§ **Task directions**
Note how many lines in the entries contain the string "carried", then give that number and nothing else.

[Image point grounding data]
_ _ _
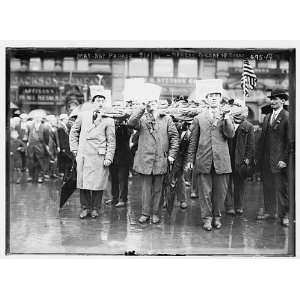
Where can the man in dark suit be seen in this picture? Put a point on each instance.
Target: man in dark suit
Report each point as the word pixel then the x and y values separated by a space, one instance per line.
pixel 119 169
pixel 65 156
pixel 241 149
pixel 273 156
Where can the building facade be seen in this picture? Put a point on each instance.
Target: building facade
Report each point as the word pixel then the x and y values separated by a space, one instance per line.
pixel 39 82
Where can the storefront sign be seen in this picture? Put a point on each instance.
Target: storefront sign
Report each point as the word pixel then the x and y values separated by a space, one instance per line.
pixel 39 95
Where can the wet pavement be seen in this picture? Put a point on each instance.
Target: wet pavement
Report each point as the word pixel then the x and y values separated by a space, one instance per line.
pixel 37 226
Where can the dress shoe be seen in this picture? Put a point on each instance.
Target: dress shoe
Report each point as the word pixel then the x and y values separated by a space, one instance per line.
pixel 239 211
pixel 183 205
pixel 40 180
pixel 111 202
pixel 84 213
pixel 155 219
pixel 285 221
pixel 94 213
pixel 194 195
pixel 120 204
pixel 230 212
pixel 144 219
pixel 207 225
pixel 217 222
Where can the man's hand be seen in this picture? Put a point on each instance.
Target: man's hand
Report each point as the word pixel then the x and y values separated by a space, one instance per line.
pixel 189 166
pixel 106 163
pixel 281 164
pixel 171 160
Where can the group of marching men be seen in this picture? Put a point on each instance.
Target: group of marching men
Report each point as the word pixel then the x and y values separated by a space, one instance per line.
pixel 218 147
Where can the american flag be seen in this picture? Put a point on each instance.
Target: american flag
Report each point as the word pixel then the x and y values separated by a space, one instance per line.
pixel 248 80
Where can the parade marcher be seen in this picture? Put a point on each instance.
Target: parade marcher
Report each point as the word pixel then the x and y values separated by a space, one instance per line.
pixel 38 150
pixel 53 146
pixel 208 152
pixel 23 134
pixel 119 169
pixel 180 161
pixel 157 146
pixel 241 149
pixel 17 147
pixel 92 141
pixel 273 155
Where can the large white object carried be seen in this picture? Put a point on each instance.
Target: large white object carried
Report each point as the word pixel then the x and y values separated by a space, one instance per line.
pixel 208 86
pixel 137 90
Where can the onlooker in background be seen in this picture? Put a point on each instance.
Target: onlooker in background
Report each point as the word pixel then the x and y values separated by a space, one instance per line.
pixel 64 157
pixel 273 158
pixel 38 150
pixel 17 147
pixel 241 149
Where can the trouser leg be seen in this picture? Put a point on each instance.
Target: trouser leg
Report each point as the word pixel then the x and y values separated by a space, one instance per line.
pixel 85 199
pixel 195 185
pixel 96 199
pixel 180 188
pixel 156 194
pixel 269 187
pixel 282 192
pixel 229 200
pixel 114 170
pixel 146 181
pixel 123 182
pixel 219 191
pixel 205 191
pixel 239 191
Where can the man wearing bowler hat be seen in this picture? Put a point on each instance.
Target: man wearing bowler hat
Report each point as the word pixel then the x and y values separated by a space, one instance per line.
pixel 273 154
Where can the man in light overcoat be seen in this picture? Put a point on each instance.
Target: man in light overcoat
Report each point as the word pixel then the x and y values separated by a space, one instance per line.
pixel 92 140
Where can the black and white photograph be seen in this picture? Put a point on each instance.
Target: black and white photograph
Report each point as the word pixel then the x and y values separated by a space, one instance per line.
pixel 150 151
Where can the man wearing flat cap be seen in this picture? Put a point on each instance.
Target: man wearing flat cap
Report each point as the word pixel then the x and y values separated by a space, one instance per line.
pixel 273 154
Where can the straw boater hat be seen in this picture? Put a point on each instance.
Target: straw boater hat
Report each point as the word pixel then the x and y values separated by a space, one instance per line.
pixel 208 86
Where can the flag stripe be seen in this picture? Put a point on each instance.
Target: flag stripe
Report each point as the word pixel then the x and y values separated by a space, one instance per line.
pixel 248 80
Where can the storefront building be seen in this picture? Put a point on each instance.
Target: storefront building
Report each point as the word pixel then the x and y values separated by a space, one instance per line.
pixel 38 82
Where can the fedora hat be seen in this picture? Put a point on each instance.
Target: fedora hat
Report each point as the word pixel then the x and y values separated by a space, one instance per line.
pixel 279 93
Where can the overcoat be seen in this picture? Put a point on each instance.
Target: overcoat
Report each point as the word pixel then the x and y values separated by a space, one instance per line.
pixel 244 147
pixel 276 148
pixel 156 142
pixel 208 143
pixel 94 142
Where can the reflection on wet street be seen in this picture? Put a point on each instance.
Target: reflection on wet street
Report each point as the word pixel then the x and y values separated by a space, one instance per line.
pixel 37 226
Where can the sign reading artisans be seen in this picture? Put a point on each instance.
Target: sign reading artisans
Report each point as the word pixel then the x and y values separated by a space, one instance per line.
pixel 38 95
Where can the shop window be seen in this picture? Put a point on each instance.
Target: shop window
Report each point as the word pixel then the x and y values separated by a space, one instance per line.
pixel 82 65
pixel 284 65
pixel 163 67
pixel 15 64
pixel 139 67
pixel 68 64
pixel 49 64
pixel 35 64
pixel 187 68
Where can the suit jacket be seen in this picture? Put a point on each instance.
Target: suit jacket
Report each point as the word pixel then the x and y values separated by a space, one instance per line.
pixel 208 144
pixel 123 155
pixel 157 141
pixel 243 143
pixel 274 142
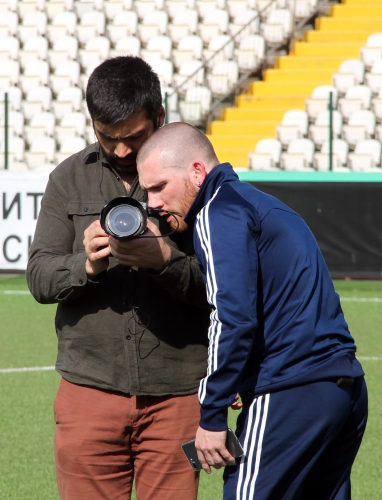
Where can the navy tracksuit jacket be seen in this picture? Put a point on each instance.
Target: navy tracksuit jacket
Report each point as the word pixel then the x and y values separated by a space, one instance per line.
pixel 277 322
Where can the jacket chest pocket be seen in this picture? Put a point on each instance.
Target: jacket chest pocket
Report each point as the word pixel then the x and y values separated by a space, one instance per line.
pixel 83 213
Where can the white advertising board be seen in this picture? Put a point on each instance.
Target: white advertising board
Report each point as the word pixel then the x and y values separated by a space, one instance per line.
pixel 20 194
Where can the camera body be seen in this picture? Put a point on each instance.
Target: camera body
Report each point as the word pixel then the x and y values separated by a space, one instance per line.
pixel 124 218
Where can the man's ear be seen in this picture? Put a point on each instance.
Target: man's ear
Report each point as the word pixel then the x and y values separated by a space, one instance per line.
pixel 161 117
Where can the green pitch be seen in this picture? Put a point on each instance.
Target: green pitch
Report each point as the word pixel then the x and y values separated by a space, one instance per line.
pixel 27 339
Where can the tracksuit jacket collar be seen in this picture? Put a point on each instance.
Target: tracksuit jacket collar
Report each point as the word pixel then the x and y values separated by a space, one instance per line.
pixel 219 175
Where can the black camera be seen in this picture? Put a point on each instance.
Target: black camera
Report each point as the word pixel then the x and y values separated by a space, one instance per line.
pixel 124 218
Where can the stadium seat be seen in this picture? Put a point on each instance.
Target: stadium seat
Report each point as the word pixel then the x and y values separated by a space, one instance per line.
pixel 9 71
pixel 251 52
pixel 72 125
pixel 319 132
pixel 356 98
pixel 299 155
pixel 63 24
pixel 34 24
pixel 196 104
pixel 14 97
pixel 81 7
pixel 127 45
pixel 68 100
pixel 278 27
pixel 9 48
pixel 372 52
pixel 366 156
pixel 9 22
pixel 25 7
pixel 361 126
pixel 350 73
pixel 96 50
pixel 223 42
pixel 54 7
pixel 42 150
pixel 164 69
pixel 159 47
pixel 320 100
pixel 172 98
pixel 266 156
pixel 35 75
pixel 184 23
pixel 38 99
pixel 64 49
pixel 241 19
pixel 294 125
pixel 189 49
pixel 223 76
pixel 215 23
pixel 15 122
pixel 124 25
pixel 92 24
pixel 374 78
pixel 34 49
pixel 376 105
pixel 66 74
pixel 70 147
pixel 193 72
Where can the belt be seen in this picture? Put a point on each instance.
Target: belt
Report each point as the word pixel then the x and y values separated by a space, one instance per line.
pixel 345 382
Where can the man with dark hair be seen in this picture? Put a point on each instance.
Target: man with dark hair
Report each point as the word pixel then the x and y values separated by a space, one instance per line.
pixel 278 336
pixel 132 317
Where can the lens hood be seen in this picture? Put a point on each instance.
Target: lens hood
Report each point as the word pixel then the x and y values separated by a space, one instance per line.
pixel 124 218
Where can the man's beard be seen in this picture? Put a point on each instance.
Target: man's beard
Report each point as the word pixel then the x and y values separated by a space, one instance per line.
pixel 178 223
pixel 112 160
_ _ _
§ **Solution to this exercise**
2